Belge Bölümü:
• Sonuç bulunamadı

2.2. Kapilarite ve Yüzey Gerilimi

2.5.6. Emme sondası

Temel olarak bir emme sondası, ucuna yüksek hava girişli bir seramik disk monte edilmiş bir basınç transdüşerinden oluşur. Emme sondası zeminin kılcal emmesini direkt olarak elde eder. Emme ölçümü çalışma prensibi zemindeki boşluk suyu basıncı ile sondanın su hücresindeki boşluk suyu basıncının dengeye ulaşmasına dayanır. Dengeye ulaşılmadan önce su hücresinden zemin içine ya da tersi şekilde su akışı oluşur. Emme sondası denge durumundaki boşluk suyu basıncını ölçer. Emme sondası ölçümleri 5 m'ye kadar olan derinliklerdeki sondajlarda veya zeminden elde edilen numuneler üzerinde yapılabilir (Pan ve ark., 2010).

2.6. Boşluk Boyutu-Emme İlişkisi

Zeminin boşluk yapısı kayma direnci, sıkışabilirlik, hidrolik iletkenlik ve zemin-su karakteristiği açısından önemli bilgiler sunmaktadır. Boşlukların şekli ve boyutu gerilme durumuna, su alıp-verme özelliğine, uzun süreli yerçekimsel hareketlere bağlı olarak değişmektedir (Li ve Zhang, 2009). Zemin boşluklarının boyutu, şekli ve dağılımı zemin yapısına ait kritik bir özelliktir ve genel olarak zeminin mühendislik

davranışını belirleyen önemli bir parametredir. Zemin boşluklarına ait fiziksel özellikleri ölçmek ya da tahmin etmek zemin mukavemetinin, sıkışabilirliğinin ve geçirimliliğinin tahmin etmeye önemli bir katkı sağlar (Lu ve Likos, 2004). Bir zeminin boşluk yarıçapının küçük olması daha yüksek kılcal gerilmeye sahip olduğunu gösterir (Şekil 2.22.) (Fredlund ve ark., 2012).

Şekil 2.22. Farklı zeminler için kılcal gerilme-boşluk boyutu ilişkisi (Fredlund ve ark., 2012).

Görev Listesi:
[1] Kayıtlarda "the bus headlight" ifadesini içeren satırdan başlayıp kayıtların son satırında biten bölümü, her iki uçtaki satırlar da dahil olmak üzere, hiçbir şeyi değiştirmeden yeniden verin.
[2] Lütfen zemin emmesi ve boşluk boyutu üzerine olan metnin devamını, son cümlesinden sonrasından başlayarak yazın.

Çıkarılan Bilgiler:
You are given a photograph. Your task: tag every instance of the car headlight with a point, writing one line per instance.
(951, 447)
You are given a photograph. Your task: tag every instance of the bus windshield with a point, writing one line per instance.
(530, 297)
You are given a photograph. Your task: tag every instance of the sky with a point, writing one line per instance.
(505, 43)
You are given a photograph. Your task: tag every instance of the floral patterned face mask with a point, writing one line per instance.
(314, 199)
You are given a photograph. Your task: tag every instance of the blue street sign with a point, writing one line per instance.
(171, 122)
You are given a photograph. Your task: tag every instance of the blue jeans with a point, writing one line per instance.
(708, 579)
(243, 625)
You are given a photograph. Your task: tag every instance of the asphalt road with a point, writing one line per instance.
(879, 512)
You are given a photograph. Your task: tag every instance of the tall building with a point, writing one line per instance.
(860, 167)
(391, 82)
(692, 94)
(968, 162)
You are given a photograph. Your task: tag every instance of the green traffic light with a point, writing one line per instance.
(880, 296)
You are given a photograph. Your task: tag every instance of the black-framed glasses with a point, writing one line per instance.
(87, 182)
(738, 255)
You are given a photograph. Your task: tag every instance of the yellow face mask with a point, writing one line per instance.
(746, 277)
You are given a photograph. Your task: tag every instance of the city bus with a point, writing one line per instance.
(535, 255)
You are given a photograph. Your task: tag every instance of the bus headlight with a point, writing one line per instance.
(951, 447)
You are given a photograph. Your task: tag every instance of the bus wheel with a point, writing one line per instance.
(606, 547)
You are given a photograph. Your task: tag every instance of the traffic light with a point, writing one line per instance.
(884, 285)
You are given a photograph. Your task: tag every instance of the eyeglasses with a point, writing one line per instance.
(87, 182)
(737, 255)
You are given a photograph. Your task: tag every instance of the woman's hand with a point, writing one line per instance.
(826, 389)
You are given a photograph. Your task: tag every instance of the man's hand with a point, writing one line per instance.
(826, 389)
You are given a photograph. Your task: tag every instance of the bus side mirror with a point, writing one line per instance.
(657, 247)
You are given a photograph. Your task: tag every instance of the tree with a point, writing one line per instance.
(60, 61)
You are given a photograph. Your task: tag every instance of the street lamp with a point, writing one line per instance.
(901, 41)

Görev Sonuçları:
[1]
You are given a photograph. Your task: tag every instance of the bus headlight with a point, writing one line per instance.
(951, 447)
You are given a photograph. Your task: tag every instance of the bus wheel with a point, writing one line per instance.
(606, 547)
You are given a photograph. Your task: tag every instance of the traffic light with a point, writing one line per instance.
(884, 285)
You are given a photograph. Your task: tag every instance of the eyeglasses with a point, writing one line per instance.
(87, 182)
(737, 255)
You are given a photograph. Your task: tag every instance of the woman's hand with a point, writing one line per instance.
(826, 389)
You are given a photograph. Your task: tag every instance of the man's hand with a point, writing one line per instance.
(826, 389)
You are given a photograph. Your task: tag every instance of the bus side mirror with a point, writing one line per instance.
(657, 247)
You are given a photograph. Your task: tag every instance of the tree with a point, writing one line per instance.
(60, 61)
You are given a photograph. Your task: tag every instance of the street lamp with a point, writing one line per instance.
(901, 41)

[2]
Zeminde gerçekleşen kapilaritenin eğimi ve şekli birincil olarak zeminin boşluk boyutu dağılımı tarafından kontrol edilmektedir. Görece daha dar boşluk boyutu dağılımına sahip zeminlerde boşlukların çoğu dar bir emme aralığında yer aldığından daha düz karakteristik eğrilerle karşılaşılmaktadır. Siltli zeminler kumlara göre daha büyük özgül yüzey alanına sahip olduklarından kısa emme aralığında daha fazla su absorbe edebilir. Killer ise yüklenmiş yüzeylere ve çok yüksek özgül yüzey alanına sahip oldukları için kısa aralıklı yüzey gerilimi altında en yüksek su emme kapasitesine sahiptirler. Zemindeki kılcal gerilmeleri baz alarak doygun olmayan zemin analizi yapabilmek için zemin boşluk geometrisi kavramını çözmek gereklidir. Boşluk geometrisi kavramı; boşluk hacmi, ortalama boşluk yarıçapı, dane yüzeyindeki absorbe su filmi kalınlığı ve boşluk hacminin yüzey alanına oranı ilişkilerini içermektedir (Lu ve Likos, 2004).

2.7. Literatürde Yer Alan Çalışmalar

Tinjum ve arkadaşları (1997) sıkıştırma su muhtevası ve sıkıştırma enerjisinin killerin zemin-su karakteristik eğrisine olan etkisini araştırmışlardır. Dört farklı kili optimum-kuru, optimum, optimum-ıslak su muhtevalarında ve iki farklı sıkıştırma enerjisinde sıkıştırdıktan sonra basınç plakasında zemin-su karakteristik eğrilerini oluşturmuşlardır. Yüksek plastisiteli zeminlerde, yüksek su muhtevalarında veya yüksek enerjiyle sıkıştırılan zeminlerin hava giriş değerlerinin daha büyük olduğunu söylemişlerdir. Zemin-su karakteristik eğrisini tanımlayan parametrelerin elde edilmesi için eşitlik önermişlerdir.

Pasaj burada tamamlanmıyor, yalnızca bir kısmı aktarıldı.